[TASK] State how many lines in the listing below contain the string "tree", with case counting. Give only the number.
--- BEGIN STORED DATA ---
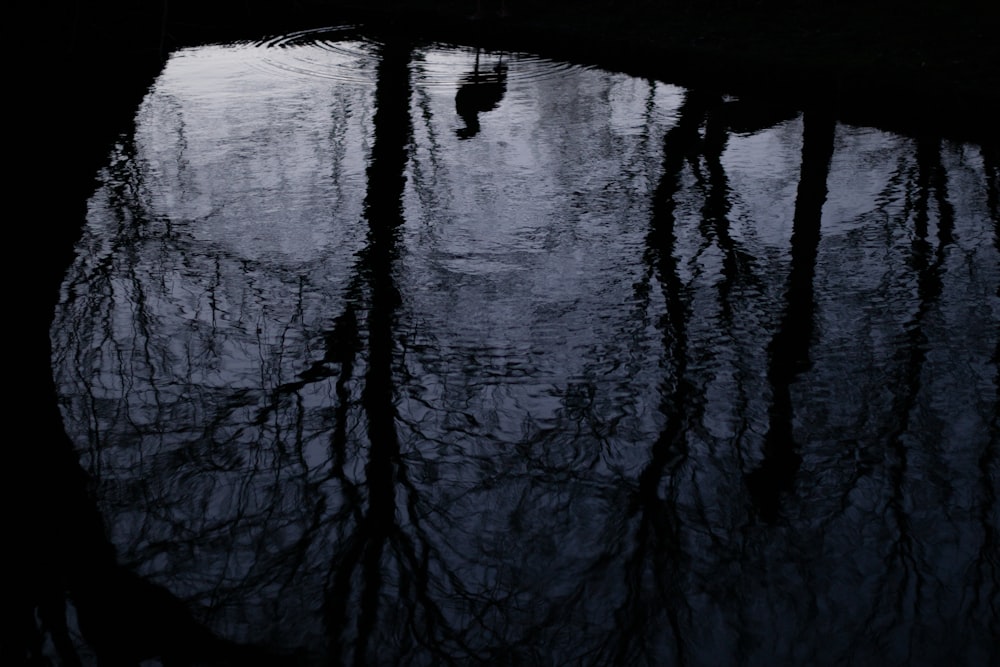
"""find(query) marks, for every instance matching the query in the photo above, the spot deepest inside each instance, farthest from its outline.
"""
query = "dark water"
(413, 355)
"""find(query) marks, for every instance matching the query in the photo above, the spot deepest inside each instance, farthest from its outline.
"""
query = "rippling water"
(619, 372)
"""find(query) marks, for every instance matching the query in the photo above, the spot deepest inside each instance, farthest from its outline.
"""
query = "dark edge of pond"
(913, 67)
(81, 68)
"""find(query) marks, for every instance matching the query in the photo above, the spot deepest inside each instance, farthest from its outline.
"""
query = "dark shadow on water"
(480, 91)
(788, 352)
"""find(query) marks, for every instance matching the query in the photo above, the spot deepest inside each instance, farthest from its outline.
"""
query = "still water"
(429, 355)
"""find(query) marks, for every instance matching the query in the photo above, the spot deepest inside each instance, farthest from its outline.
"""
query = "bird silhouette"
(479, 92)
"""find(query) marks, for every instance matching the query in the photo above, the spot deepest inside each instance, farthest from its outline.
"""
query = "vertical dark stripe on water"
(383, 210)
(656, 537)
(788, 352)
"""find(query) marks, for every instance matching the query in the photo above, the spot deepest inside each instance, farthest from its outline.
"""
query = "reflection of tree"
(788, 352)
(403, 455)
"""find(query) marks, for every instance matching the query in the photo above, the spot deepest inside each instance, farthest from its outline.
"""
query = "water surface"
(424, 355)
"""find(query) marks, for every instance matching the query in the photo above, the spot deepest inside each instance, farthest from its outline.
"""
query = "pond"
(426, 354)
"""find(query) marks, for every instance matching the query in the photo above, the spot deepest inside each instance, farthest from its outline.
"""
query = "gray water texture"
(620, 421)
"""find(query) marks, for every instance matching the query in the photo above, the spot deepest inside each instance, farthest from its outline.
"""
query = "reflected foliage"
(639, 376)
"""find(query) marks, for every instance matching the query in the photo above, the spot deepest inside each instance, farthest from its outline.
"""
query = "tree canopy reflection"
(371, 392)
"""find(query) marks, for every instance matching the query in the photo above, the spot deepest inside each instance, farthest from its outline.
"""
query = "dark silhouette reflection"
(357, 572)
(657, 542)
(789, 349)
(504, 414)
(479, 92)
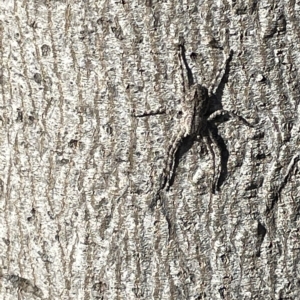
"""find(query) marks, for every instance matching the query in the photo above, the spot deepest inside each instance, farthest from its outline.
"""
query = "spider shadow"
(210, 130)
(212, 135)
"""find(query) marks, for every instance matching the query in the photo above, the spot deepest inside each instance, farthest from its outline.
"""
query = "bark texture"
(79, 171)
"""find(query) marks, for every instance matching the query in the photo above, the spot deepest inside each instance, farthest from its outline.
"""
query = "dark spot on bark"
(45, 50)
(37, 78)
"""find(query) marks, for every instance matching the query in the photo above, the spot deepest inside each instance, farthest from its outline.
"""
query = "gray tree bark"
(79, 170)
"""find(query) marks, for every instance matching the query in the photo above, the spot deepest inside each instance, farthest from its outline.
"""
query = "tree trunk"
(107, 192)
--- END STORED DATA ---
[WORKED SOLUTION] 4